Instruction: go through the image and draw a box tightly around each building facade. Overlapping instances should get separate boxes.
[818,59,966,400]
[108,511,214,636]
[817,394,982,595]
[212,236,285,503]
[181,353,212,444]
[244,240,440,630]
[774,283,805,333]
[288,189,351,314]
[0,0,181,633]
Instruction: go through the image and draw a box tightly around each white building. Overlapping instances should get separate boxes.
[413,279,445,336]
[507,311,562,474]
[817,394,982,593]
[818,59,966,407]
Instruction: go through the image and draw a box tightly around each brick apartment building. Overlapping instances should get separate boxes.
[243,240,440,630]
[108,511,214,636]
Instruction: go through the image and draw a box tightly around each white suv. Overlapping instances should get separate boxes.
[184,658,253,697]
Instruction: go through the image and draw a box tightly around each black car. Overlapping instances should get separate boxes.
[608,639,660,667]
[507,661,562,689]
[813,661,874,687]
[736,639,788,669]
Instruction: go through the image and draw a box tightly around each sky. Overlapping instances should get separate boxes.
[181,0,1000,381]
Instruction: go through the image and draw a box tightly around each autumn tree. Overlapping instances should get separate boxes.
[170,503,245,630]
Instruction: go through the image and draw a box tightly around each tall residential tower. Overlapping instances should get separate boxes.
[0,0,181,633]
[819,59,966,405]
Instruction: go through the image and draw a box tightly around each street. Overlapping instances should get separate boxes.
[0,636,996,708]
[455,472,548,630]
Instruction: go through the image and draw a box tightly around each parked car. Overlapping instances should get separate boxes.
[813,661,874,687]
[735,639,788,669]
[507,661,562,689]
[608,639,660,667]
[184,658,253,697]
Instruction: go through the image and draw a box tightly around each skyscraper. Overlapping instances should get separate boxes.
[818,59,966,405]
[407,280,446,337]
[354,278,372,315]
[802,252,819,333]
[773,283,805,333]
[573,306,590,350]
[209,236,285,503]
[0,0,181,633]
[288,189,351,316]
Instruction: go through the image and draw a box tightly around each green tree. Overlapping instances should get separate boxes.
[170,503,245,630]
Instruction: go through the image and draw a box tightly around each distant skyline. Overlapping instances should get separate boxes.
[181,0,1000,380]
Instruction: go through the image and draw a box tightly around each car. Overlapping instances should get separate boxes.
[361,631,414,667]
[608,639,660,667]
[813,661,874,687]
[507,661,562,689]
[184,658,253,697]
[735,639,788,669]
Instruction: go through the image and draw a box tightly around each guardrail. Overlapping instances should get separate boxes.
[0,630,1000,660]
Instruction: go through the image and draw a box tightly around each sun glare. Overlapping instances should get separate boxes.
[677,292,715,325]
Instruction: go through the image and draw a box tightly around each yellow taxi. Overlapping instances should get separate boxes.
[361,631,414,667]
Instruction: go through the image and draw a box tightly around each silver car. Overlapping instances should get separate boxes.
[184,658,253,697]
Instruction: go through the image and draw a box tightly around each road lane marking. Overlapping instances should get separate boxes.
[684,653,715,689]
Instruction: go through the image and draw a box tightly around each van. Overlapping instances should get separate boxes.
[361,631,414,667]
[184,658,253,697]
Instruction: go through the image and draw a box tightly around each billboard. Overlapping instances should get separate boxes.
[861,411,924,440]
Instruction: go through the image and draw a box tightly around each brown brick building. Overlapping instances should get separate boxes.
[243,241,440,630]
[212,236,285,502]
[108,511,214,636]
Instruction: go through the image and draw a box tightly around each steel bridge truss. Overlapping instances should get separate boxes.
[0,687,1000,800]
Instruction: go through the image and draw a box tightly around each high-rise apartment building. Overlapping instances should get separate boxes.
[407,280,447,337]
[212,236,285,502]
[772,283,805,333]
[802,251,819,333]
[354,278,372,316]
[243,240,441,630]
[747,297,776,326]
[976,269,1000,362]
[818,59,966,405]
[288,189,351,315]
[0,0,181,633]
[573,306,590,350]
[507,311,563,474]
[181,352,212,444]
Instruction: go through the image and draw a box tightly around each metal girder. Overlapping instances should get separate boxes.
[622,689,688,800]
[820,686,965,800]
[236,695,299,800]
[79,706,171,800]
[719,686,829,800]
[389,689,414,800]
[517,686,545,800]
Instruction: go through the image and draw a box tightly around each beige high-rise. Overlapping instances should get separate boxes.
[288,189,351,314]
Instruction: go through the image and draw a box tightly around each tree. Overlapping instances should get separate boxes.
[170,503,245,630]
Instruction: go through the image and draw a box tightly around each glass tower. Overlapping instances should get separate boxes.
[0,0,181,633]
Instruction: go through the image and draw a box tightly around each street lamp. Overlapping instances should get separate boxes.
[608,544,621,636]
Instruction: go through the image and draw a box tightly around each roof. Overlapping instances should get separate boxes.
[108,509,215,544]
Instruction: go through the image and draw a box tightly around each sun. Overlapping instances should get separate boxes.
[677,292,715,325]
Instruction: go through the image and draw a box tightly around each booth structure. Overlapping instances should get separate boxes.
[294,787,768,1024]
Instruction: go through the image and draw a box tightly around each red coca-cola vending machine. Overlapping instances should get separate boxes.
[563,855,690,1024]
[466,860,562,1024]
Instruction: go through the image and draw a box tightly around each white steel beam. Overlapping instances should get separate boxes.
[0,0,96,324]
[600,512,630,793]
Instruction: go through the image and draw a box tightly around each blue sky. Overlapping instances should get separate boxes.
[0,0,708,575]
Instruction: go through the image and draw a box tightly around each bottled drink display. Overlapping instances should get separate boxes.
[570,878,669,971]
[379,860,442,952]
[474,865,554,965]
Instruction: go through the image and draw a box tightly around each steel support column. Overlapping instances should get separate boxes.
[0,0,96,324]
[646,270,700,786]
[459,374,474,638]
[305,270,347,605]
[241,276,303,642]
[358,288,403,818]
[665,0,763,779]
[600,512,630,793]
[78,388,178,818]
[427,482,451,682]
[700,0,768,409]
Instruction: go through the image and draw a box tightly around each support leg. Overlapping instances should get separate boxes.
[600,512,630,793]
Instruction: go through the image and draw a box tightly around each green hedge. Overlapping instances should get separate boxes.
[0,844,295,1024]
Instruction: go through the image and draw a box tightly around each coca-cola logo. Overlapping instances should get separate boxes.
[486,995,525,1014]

▶ [Yang Dikerjakan]
Tuliskan seluruh baris di atas sebagai daftar bernomor, dan lewati baris yang kosong.

▶ [Hasil yang Benar]
1. Instruction: go through the image and draw a box tightly around each building facade. Overlapping instances should get separate boxes.
2. [818,59,966,400]
3. [108,511,214,636]
4. [817,394,982,595]
5. [212,236,285,503]
6. [181,353,212,444]
7. [244,240,440,630]
8. [774,283,805,333]
9. [288,189,351,314]
10. [0,0,181,633]
11. Instruction: go through the image and draw a box tightly around each white building. Overlapping instances should get separate boxes.
12. [413,279,445,336]
13. [507,311,562,474]
14. [817,394,982,593]
15. [818,59,966,407]
16. Instruction: go through the image and draw a box tightly around each brick apartment building. Overlapping instances should get separate boxes.
17. [243,240,440,630]
18. [108,511,214,636]
19. Instruction: go through the image and draw a box tightly around each white suv. Overlapping instances should get separate boxes.
20. [184,658,253,697]
21. Instruction: go through the image and draw a box tightly around each black car. Overlapping instances should get separate boxes.
22. [608,639,660,667]
23. [507,661,562,689]
24. [813,661,874,687]
25. [736,639,788,669]
26. Instruction: go through the image and draw a box tightly around each sky. Overlapping instances should get separate boxes.
27. [181,0,1000,381]
28. Instruction: go through the image and draw a box tightly around each autumn tree. Overlapping instances should get separate boxes.
29. [170,503,245,630]
30. Instruction: go through the image and draw a box tightly around each tall residential tower. Overlapping instances should get separate boxes.
31. [0,0,181,633]
32. [819,59,966,405]
33. Instruction: go through the image and draw a box tightly around each street. Overlapping instances should get separate boxes.
34. [0,636,996,708]
35. [455,472,548,630]
36. Instruction: go through the image and draw a box tightly around each parked car. Overlapping instances should get separate boxes.
37. [813,661,874,687]
38. [735,639,788,669]
39. [507,661,562,689]
40. [608,639,660,667]
41. [184,658,253,697]
42. Instruction: go through the image and draw a box tightly around each skyscraper. Overlapping instances should get separate boxes.
43. [818,59,966,405]
44. [407,280,446,337]
45. [354,278,372,315]
46. [802,252,819,333]
47. [773,283,805,333]
48. [573,306,590,350]
49. [209,236,285,503]
50. [0,0,181,633]
51. [288,189,351,316]
52. Instruction: go through the image and draw a box tightly around each green tree. Overlapping instances should get separate boxes.
53. [170,503,245,630]
54. Instruction: go through the image and draw a box tightly around each distant skyline. Overlapping instances should get separate boxes.
55. [181,0,1000,380]
56. Instruction: go through the image and draw a box tightly around each car. Overlapping instances should get separate boxes.
57. [361,631,414,667]
58. [608,639,660,667]
59. [813,661,874,687]
60. [507,661,562,689]
61. [184,658,253,697]
62. [735,639,788,669]
63. Instruction: go through the image and draw a box tightly around each guardrail. Overlapping instances should get separate boxes.
64. [0,630,1000,660]
65. Instruction: go through the image and draw a box tightly around each sun glare. Overlapping instances should get separate boxes.
66. [677,292,715,325]
67. Instruction: go through the image and draw a box tightly around each yellow taxi. Overlapping instances should get separate boxes.
68. [361,631,414,667]
69. Instruction: go through the image and draw a box tightly around each silver car. Overlapping instances should get separate boxes.
70. [184,658,253,697]
71. Instruction: go through the image and draw a box tightly around each road lane marking. Overlapping instances should get separate boxes.
72. [684,653,715,689]
73. Instruction: go through the image and draw a box tightly around each van. Overlapping instances should get separate boxes.
74. [361,631,414,667]
75. [184,658,253,697]
76. Instruction: go through the image and draw a box tightly around each billboard. Overlapping instances should get separate boxes.
77. [861,411,924,440]
78. Instruction: go through the image and draw a box tightly around each brown brick building. Overlapping instances should get separate boxes.
79. [243,241,440,630]
80. [212,236,285,502]
81. [108,511,214,636]
82. Instruction: go through the image and draw a box tightly around each steel bridge truss. Overlapping instances should get separate boxes.
83. [0,687,1000,800]
84. Instruction: go through the image and draw a box tightly around each high-rise apartment building. Overlapping instances should get separate boxes.
85. [407,280,447,337]
86. [212,236,285,502]
87. [772,283,805,333]
88. [802,251,819,333]
89. [354,278,372,316]
90. [243,240,441,630]
91. [747,297,776,326]
92. [976,269,1000,362]
93. [818,59,966,405]
94. [288,189,351,315]
95. [0,0,181,633]
96. [573,306,590,350]
97. [507,311,563,474]
98. [181,352,212,444]
99. Instruction: go through the image and draw a box tightly around each metal girder. Overlapping instances should get separate boxes.
100. [622,689,688,800]
101. [820,686,965,800]
102. [236,695,299,800]
103. [79,706,171,800]
104. [719,686,829,800]
105. [389,689,414,800]
106. [517,686,545,800]
107. Instruction: go through the image and draw a box tightly around each beige high-rise. Overlapping instances should get separate boxes.
108. [288,189,351,314]
109. Instruction: go through the image and draw a box tightly around each tree. Overlapping instances should get separate boxes.
110. [170,503,245,630]
111. Instruction: go through the image and draw a box tightly around each glass tower. Overlapping instances should get separate boxes.
112. [0,0,181,633]
113. Instruction: go through the image and draw a box tightly around each street lamp. Overlapping instances should get separate boxes.
114. [608,544,621,636]
115. Instruction: go through the image and draw a box tightly around each roof. Overlapping instances should get separate boxes.
116. [108,509,215,544]
117. Instruction: go through the image and draw a box tightly around each sun. Overlapping instances should get separate boxes.
118. [677,292,715,325]
119. Instruction: go through the image and draw a box tightly around each booth structure. Overlapping instances should get separate boxes.
120. [294,787,768,1024]
121. Instruction: go through the image and draw a box tightly around each red coca-cola vending machine. Overlapping instances should get separate boxes.
122. [563,855,690,1024]
123. [466,860,562,1024]
124. Instruction: go through the image and draw a box tightly around each white steel beam. Overlapping instances should get separate boxes.
125. [0,0,96,324]
126. [600,512,630,793]
127. Instruction: go through the image and draw a box tightly around each blue sky. Overlapping instances should get separate boxes.
128. [0,0,708,575]
129. Instruction: go through the image and draw a box tightly around each bottled drink display. Overlapping instances should get separate boxes.
130. [570,878,669,971]
131. [379,860,442,952]
132. [474,865,554,965]
133. Instruction: go through the image and draw a box tightly around each steel support column. Overlapping instances should get separate boxes.
134. [0,0,96,324]
135. [646,270,700,786]
136. [459,374,474,638]
137. [305,270,347,605]
138. [241,276,303,642]
139. [358,288,403,818]
140. [665,0,763,779]
141. [600,512,630,793]
142. [78,388,178,818]
143. [427,482,451,682]
144. [700,0,768,409]
145. Instruction: go through the image and draw a box tightly around each support leg. Overlapping instances should get separate boxes.
146. [600,512,630,793]
147. Instruction: go through the image and draw a box tightly around each green hedge. Overlapping instances should get separate boxes.
148. [0,844,295,1024]
149. Instruction: go through the image and draw a box tightly around each coca-cola logo. Overlapping instances should get separate boxes.
150. [486,995,525,1014]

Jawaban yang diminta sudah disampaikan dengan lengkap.